(Saved data entries)

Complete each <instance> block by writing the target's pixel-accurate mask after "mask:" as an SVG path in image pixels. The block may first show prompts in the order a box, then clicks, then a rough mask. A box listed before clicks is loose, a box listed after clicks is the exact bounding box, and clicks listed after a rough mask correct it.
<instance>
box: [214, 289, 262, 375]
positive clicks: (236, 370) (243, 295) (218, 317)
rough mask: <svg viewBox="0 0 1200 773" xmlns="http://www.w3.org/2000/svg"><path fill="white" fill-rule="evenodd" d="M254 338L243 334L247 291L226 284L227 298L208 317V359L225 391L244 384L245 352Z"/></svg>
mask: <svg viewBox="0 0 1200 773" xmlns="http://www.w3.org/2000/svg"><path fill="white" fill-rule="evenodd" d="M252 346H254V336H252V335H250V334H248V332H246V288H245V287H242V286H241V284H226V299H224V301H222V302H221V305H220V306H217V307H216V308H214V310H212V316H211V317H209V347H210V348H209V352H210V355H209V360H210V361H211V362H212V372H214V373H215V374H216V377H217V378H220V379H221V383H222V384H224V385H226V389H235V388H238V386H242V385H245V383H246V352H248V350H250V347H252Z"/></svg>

Work order:
Transcribe the records above exactly.

Task answer:
Complete each <instance> block by writing the target's pixel-accurate mask after "mask:" as an SVG path in image pixels. The block may first show prompts in the order a box, then clicks, then a rough mask. A box listed before clicks is loose, a box listed after clicks is the exact bounding box, and clicks listed after a rough mask correct it.
<instance>
box: [214, 289, 262, 375]
positive clicks: (236, 370) (243, 295) (218, 317)
rough mask: <svg viewBox="0 0 1200 773" xmlns="http://www.w3.org/2000/svg"><path fill="white" fill-rule="evenodd" d="M254 338L243 334L247 291L226 284L227 298L208 317V359L225 391L244 384L245 352Z"/></svg>
mask: <svg viewBox="0 0 1200 773" xmlns="http://www.w3.org/2000/svg"><path fill="white" fill-rule="evenodd" d="M252 346H254V336H252V335H250V334H248V332H246V288H245V287H242V286H241V284H226V299H224V301H222V302H221V305H220V306H217V307H216V308H214V310H212V316H211V317H209V347H210V348H209V352H210V355H209V360H210V361H211V362H212V372H214V373H215V374H216V377H217V378H220V379H221V383H222V384H224V385H226V389H235V388H238V386H242V385H245V383H246V352H248V350H250V347H252Z"/></svg>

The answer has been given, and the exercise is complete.